== Dataset rows
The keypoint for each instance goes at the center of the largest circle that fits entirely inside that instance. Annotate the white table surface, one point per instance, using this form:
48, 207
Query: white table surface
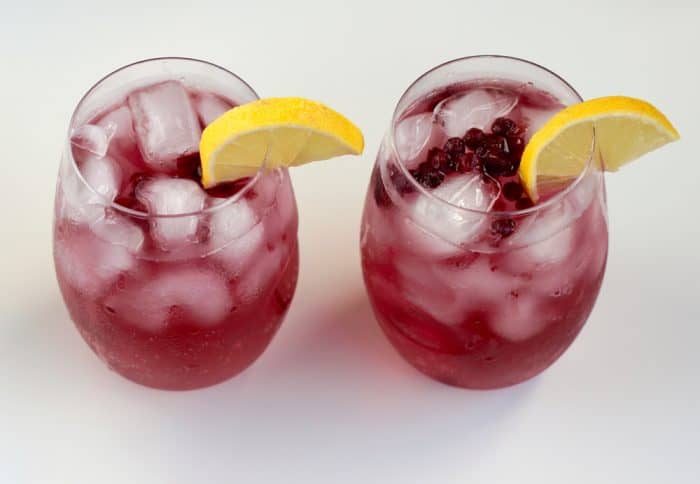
330, 400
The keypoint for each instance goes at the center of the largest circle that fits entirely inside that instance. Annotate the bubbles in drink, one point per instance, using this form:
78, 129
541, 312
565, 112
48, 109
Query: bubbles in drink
166, 124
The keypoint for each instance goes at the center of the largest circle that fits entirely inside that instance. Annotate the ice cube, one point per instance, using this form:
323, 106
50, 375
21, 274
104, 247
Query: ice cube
235, 235
91, 138
475, 109
427, 292
209, 107
172, 196
230, 222
546, 237
90, 264
519, 317
418, 240
535, 118
84, 201
478, 280
165, 122
201, 293
415, 135
119, 127
448, 220
260, 276
118, 230
240, 253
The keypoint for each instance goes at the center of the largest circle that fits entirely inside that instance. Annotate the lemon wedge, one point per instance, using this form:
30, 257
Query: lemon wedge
625, 129
276, 132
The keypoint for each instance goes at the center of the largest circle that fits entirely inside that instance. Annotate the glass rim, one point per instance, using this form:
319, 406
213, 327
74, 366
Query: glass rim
422, 191
112, 204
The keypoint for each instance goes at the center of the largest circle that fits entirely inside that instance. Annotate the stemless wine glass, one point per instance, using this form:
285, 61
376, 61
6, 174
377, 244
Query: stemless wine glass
472, 284
172, 286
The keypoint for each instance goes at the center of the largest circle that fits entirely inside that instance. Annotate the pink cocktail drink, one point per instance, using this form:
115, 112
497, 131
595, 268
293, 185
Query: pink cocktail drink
474, 284
172, 285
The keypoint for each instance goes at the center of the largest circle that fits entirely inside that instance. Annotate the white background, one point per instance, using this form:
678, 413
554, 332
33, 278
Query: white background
330, 400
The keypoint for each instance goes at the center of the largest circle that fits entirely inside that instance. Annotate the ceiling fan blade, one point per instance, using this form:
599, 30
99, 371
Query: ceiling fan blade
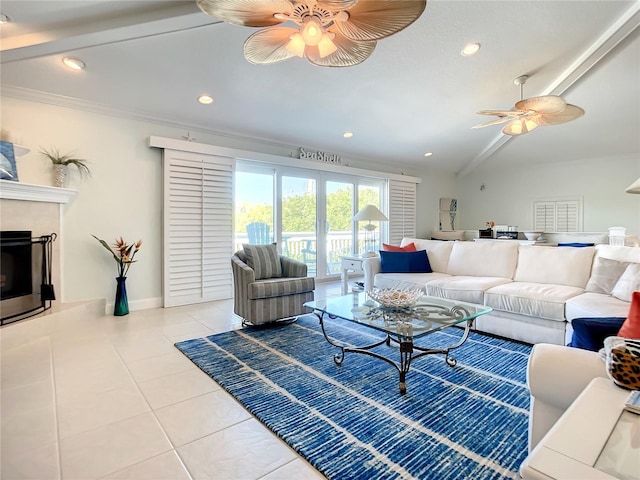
====
Task requirements: Repeat every item above word for word, leaving out the pictures.

Solution:
The keypoint for each instance goes at the center of the largest circle that fits entirely inside that instance. Annotate the white table surface, one point per instance, using this form:
48, 207
Query: white table surface
330, 400
The keypoint for each instance goes at the center of the largest circle that fits entirely inside that instance. Annotate the bubbles in drink, one point per instance, using this form:
78, 129
541, 312
565, 112
48, 109
Query: bubbles in drink
166, 124
The keypoint for each instance goes at the center of the largest circle that fits entirely inside that instance. Annotate the ice cube, one point per instance, using this form:
323, 106
50, 375
21, 274
104, 247
Query: ice cube
235, 235
91, 138
475, 109
427, 292
209, 107
172, 196
230, 222
546, 237
90, 264
519, 317
418, 240
535, 118
84, 201
478, 280
165, 122
201, 293
415, 135
119, 127
448, 220
260, 276
118, 230
240, 253
The keypoint for each instance goes at the center of the largest circle that fits entirely inside that instance. Annotate the lemon wedge, one point per instance, using this form:
30, 257
Query: lemon wedge
625, 129
276, 132
The keypoint for each instance goes at the center of the largest circle that fits entirely inside that instance. Annotate the glass rim, one point per instance, using this form:
319, 406
213, 327
74, 366
Query: glass rim
422, 191
112, 204
The keypoint for each instance goes at the center of the largest circle that fits entirely inside that instance. Annotate the stemless wine glass, one point per instance, using this form:
285, 61
376, 61
6, 174
377, 244
Query: stemless wine glass
472, 284
172, 286
The keypoint for each instance goes at the center of the largest circle that fits entirely inside that instance. Annotate the pink cocktail drink, one point per instance, using this form:
115, 112
497, 131
595, 268
293, 185
Query: pink cocktail drink
474, 284
172, 285
The keypoint for each instance goes at the center of the largest circle that fits entirely inside that instance. Annotate the white background, one point per instance, using this form:
678, 413
554, 332
33, 278
Query: white background
330, 400
The keypoint for each instance goes at the center of the largest circle that fits entirely inside that instance. Annotate the ceiling fan blade, one point per instance, using this form:
599, 30
99, 371
Query: ceiling fan blade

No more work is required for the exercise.